*Material for the task*:
## BEGIN
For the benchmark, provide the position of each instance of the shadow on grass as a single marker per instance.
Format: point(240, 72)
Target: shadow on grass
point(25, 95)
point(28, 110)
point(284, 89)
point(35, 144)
## END
Count the lines of the records that contain the word "shadow". Give only the number.

*Result of the task*: 2